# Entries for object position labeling
- - - -

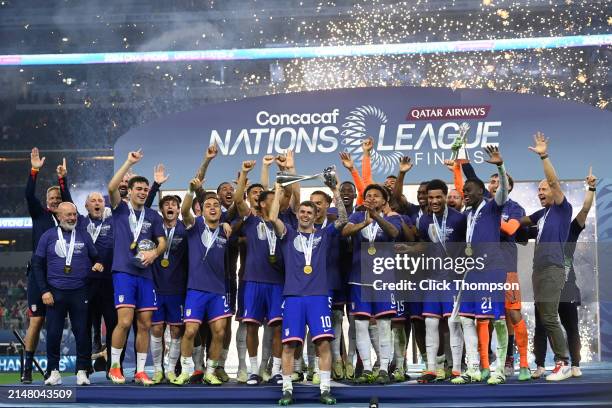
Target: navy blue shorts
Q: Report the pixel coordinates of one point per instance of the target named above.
(203, 306)
(134, 291)
(311, 311)
(262, 301)
(169, 310)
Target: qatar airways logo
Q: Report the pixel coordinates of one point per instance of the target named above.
(425, 134)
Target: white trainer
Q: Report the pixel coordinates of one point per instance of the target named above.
(54, 379)
(82, 378)
(539, 372)
(560, 373)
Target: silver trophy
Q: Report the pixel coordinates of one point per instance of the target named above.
(459, 147)
(144, 245)
(328, 176)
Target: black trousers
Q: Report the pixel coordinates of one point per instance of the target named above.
(102, 304)
(568, 314)
(72, 303)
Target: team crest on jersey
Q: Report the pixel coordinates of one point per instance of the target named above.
(297, 243)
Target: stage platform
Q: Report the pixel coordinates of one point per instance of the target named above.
(593, 388)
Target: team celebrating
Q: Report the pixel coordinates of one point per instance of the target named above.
(259, 254)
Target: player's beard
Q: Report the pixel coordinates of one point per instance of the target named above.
(66, 226)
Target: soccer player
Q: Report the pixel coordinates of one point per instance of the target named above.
(371, 226)
(483, 238)
(307, 299)
(548, 277)
(510, 228)
(443, 227)
(206, 292)
(169, 278)
(263, 279)
(570, 295)
(324, 215)
(134, 225)
(43, 218)
(63, 260)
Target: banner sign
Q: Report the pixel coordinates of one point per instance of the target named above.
(419, 122)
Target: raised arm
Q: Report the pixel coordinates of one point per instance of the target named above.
(113, 185)
(159, 178)
(501, 195)
(541, 149)
(241, 205)
(265, 170)
(35, 207)
(349, 164)
(588, 198)
(188, 219)
(366, 163)
(279, 226)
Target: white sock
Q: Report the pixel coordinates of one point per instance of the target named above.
(287, 384)
(337, 317)
(253, 365)
(276, 364)
(373, 333)
(241, 345)
(325, 381)
(224, 353)
(456, 342)
(198, 358)
(310, 352)
(399, 346)
(116, 356)
(174, 353)
(157, 351)
(471, 342)
(384, 341)
(211, 365)
(187, 366)
(350, 353)
(266, 347)
(432, 341)
(141, 359)
(363, 342)
(297, 365)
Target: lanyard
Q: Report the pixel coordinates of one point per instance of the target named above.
(62, 243)
(307, 246)
(271, 237)
(209, 238)
(94, 231)
(169, 236)
(541, 223)
(135, 226)
(472, 218)
(441, 234)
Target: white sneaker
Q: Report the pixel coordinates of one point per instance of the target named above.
(561, 372)
(54, 379)
(539, 372)
(82, 378)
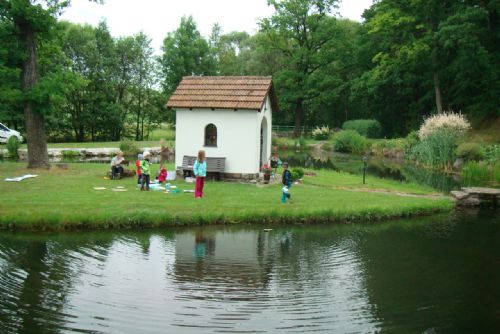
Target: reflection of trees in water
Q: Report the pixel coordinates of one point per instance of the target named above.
(37, 275)
(435, 274)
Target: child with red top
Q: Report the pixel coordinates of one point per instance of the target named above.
(138, 168)
(162, 174)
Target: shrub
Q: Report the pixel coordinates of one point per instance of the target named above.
(349, 141)
(70, 153)
(321, 133)
(410, 141)
(300, 143)
(446, 121)
(13, 145)
(492, 154)
(475, 173)
(129, 148)
(369, 128)
(470, 151)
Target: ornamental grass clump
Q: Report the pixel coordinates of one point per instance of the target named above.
(444, 122)
(321, 133)
(439, 137)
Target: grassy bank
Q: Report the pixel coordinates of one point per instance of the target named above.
(65, 199)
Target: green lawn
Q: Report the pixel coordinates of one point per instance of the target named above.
(60, 199)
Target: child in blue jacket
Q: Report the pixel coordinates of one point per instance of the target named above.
(286, 179)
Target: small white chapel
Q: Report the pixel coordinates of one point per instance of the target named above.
(229, 117)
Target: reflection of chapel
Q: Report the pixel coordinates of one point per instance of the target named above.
(228, 117)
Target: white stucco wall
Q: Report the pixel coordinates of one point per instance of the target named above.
(238, 136)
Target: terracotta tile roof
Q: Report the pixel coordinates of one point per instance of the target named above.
(246, 92)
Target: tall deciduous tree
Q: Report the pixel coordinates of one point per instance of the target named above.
(185, 52)
(32, 20)
(301, 30)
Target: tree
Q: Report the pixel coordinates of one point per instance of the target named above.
(144, 79)
(301, 30)
(420, 57)
(32, 21)
(185, 52)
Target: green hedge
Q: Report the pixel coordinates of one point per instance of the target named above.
(370, 128)
(349, 141)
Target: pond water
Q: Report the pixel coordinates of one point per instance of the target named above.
(430, 275)
(396, 169)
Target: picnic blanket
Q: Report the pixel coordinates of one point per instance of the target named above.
(20, 178)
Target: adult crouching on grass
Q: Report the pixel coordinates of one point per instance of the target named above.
(116, 165)
(145, 171)
(200, 171)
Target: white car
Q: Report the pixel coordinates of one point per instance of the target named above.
(6, 133)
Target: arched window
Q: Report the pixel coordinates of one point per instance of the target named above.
(210, 135)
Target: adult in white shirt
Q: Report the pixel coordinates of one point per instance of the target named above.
(116, 167)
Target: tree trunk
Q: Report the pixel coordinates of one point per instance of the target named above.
(35, 129)
(437, 85)
(437, 89)
(299, 115)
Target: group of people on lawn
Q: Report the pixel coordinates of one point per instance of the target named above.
(143, 169)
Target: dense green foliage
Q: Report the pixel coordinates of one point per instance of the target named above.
(369, 128)
(349, 141)
(12, 146)
(321, 133)
(407, 60)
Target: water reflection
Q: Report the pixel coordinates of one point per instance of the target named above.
(433, 274)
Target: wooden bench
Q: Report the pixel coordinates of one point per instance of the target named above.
(214, 165)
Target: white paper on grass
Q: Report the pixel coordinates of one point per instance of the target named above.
(20, 178)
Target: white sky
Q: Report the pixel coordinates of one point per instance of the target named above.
(158, 17)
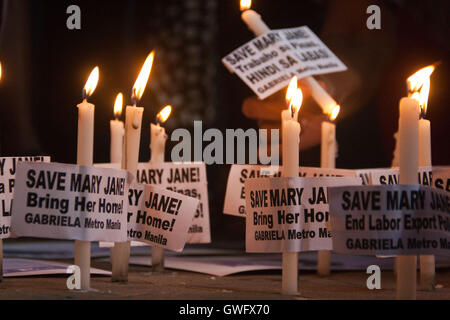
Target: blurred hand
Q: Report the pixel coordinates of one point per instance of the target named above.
(268, 115)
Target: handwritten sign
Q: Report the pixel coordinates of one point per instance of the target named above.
(8, 168)
(267, 63)
(289, 214)
(61, 201)
(159, 217)
(235, 192)
(390, 220)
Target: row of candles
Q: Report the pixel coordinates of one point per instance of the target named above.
(413, 150)
(124, 150)
(414, 138)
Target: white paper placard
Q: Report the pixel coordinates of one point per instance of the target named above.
(159, 217)
(185, 178)
(8, 167)
(268, 62)
(436, 177)
(390, 220)
(62, 201)
(289, 214)
(235, 193)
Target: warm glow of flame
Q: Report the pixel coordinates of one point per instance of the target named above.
(141, 81)
(92, 82)
(246, 4)
(164, 114)
(334, 112)
(419, 86)
(291, 89)
(118, 105)
(296, 101)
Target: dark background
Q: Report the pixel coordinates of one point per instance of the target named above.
(46, 66)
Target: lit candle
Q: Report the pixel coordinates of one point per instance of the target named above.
(133, 125)
(117, 132)
(85, 157)
(409, 165)
(328, 152)
(291, 149)
(117, 135)
(255, 23)
(419, 89)
(157, 148)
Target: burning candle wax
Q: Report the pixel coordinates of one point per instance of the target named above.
(117, 132)
(157, 148)
(291, 149)
(133, 124)
(255, 23)
(408, 158)
(85, 156)
(419, 88)
(328, 152)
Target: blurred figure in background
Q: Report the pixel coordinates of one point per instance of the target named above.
(46, 66)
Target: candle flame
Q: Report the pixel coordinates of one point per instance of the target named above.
(164, 114)
(291, 89)
(296, 102)
(118, 105)
(141, 81)
(419, 86)
(92, 82)
(246, 4)
(334, 112)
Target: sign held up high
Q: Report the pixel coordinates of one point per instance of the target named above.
(267, 63)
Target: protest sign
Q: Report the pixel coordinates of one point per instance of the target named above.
(8, 168)
(268, 62)
(289, 214)
(390, 220)
(159, 217)
(61, 201)
(235, 193)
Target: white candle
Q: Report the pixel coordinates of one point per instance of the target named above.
(133, 124)
(117, 132)
(130, 159)
(291, 149)
(116, 141)
(408, 156)
(85, 157)
(328, 151)
(157, 148)
(418, 89)
(427, 262)
(255, 23)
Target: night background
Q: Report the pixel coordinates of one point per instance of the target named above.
(45, 67)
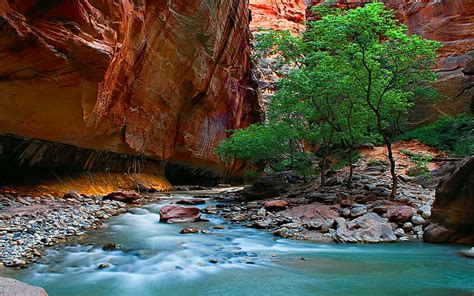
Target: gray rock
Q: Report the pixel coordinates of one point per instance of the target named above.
(345, 212)
(417, 220)
(322, 197)
(369, 228)
(399, 232)
(14, 287)
(358, 210)
(426, 214)
(327, 225)
(407, 226)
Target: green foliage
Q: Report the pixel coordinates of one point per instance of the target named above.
(454, 135)
(266, 144)
(355, 72)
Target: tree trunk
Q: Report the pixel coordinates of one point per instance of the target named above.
(351, 169)
(392, 166)
(323, 169)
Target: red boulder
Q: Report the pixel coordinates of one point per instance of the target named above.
(123, 196)
(400, 214)
(275, 205)
(177, 214)
(194, 201)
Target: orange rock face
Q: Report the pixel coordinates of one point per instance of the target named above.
(452, 23)
(278, 14)
(163, 79)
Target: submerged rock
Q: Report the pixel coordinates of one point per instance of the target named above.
(14, 287)
(267, 186)
(112, 247)
(123, 196)
(369, 228)
(177, 214)
(275, 205)
(468, 253)
(400, 214)
(189, 230)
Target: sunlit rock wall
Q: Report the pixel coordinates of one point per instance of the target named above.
(160, 79)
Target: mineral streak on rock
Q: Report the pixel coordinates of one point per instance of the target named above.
(161, 79)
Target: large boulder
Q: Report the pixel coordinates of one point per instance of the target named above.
(313, 215)
(369, 228)
(275, 205)
(400, 214)
(123, 196)
(268, 186)
(177, 214)
(14, 287)
(452, 219)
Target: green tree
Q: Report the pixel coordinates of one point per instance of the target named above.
(367, 59)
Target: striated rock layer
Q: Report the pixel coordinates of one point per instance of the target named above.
(453, 209)
(160, 79)
(278, 14)
(452, 23)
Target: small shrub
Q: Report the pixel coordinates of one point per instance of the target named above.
(454, 135)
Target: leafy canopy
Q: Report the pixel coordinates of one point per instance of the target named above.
(354, 74)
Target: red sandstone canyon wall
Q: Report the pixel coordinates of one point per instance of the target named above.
(162, 79)
(278, 14)
(452, 23)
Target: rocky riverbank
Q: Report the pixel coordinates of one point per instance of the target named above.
(364, 213)
(27, 225)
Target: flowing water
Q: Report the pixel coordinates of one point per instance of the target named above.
(157, 260)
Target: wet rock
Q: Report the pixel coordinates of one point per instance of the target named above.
(122, 196)
(407, 226)
(268, 186)
(468, 253)
(400, 214)
(327, 225)
(103, 266)
(281, 232)
(14, 287)
(399, 232)
(73, 195)
(380, 210)
(339, 221)
(369, 228)
(358, 210)
(452, 217)
(311, 215)
(322, 197)
(109, 247)
(345, 212)
(194, 201)
(189, 230)
(178, 214)
(426, 214)
(417, 220)
(275, 205)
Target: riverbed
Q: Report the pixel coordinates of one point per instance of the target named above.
(234, 260)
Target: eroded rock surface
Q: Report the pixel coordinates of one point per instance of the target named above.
(177, 214)
(164, 79)
(14, 287)
(452, 217)
(452, 23)
(278, 14)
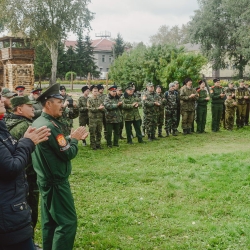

- - - -

# Exercise description
Please list each line of the entries above that contains the string "blue".

# Task answer
Target: navy blue shorts
Target: child in blue jacket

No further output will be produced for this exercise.